> [DIRECTIONS]:
a) From the DVR remote-access thread, quote everything from "# [SOLVED] Remote" down to "a remote computer.".
b) In the DVR remote-access thread, what port number is given for Watch?
c) Carry on the DVR remote-access thread from its last line.

> [PAGE EXTRACT]:

════════════════

# [SOLVED] Remote access to DVR



## BCCOMP (Jul 9, 2007)

Hi All,
Not sure what is going on but is anyone familiar with ADT DVR security?
Not sure if what I need to do is correct?

This is my issue:
Client wishes to access a DVR from a remote computer.

Specs:
ADT A-ADRP9E DVR:
http://www.adt-matrix.com/app/webroot/img/FCKeditor/File/Manuals/A-ADRP(1).pdf

Unable to upgrade the firmware for some reason even though I have followed this guide to a tee:
http://www.adt-matrix.com/index.php/tools/tech_notes/view/36


Under LAN settings (Setup) my only options are:
IP Adress: *192.168.1.129 *(default setting)
Gateway: *192.168.1.254 *(default setting)
Subnet Mask: *255.255.255.0 *(default setting)

Do have the option to change USER and ADMIN passwords, but NO other options

I believe I have to change the IP address and Gateway
IP 192.168.0.* (*whatever meaning as long as it is between 1-255 and does not match an existing IP address on the network)
Gateway: 192.168.0.1 I believe I need to set it to the routers Gateway:4-dontkno
Subnet Mask 255.255.255.0 No change?



*Dlink EBR-2310* connected (bridged) to a Westhill modem using verizon dsl.:
http://www.dlink.com/products/?tab=3&pid=EBR-2310&rev=EBR-2310

Router IP 192.168.0.101
Gateway 192.168.0.1
Subnet mask 255.255.255.0

I know the ports have to be forwarded and should not be a issue, but not sure if the ports be directed to the DVR's IP or the computer?
*ADMIN*: 8200
*Watch*: 8016
*Search*: 10019
*Call back*: 8201

Location IP address 74.106.25.106


ADT RAS 2.8.0 (Remote Administration System)

════════════════

> [STORED RECORDS]:
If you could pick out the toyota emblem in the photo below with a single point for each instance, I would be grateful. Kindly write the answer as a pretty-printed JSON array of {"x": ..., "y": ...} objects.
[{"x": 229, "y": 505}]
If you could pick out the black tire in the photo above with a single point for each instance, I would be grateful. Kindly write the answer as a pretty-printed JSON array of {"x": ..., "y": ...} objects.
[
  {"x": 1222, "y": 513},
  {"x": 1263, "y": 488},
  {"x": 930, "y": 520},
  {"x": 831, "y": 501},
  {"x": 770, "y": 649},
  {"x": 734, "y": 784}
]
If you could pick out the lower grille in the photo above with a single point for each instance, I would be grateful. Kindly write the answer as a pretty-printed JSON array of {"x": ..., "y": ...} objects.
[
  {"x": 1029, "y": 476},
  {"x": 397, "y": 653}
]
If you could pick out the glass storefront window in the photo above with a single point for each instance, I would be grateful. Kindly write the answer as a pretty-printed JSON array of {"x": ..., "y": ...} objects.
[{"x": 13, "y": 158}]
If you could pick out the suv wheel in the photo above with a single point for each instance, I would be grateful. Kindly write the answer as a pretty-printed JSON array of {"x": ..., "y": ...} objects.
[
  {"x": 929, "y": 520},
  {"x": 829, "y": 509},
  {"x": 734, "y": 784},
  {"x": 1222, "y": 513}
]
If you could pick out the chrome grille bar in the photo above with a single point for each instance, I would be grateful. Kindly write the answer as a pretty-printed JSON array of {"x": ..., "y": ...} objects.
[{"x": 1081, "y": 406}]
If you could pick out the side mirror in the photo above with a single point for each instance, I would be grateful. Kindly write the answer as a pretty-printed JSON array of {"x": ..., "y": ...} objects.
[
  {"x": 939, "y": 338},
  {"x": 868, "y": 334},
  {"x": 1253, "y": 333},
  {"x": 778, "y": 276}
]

════════════════

> [PER-TASK ANSWERS]:
a)
# [SOLVED] Remote access to DVR



## BCCOMP (Jul 9, 2007)

Hi All,
Not sure what is going on but is anyone familiar with ADT DVR security?
Not sure if what I need to do is correct?

This is my issue:
Client wishes to access a DVR from a remote computer.

b) 8016

c)
http://adtviewpro.com/app/webroot/img/FCKeditor/File/Manuals/RAS_ADRP_V1.5.pdf

I know the client has to be added (using the DVR's IP address), but I am not sure about the DVRDNS server name. The above manual does not show a DVRDNS Server name as an option (page 7), but the RAS 2.8.0 program does have this option

I have setup a remote server using DYNDNS.org with the above Location IP address (74.106.25.106), so can I use that or do I have to pay for a program that has DVRDNS Server?

Remote computer running XP

Any assistance is greatly appreciated

Bill


----------



## BCCOMP (Jul 9, 2007)

*Re: Remote access to DVR*

I solved the issue.

Not the best at networking, but I figured it out.

Thanks for the looks anyway.

Bill


----------



## 2xg (Aug 5, 2009)

Sorry, if I'm too late, barely found your Post. Good job on resolving your issue.


----------



## BCCOMP (Jul 9, 2007)

Thanks 2xg

It drove me nuts for a few hours mainly because the "newer version" of the software (IRAS) was different from the manuals that ADT has for this model DVR.

Bill


----------



## 2xg (Aug 5, 2009)

Good job Bill. I've been busy catching up on posting.:grin:

Also, thanks for your help posting in Networking, very much appreciated.


----------



## BCCOMP (Jul 9, 2007)

Try to help out when I can, but not the expert by any means (still learning).

Just don't want to step on any toes.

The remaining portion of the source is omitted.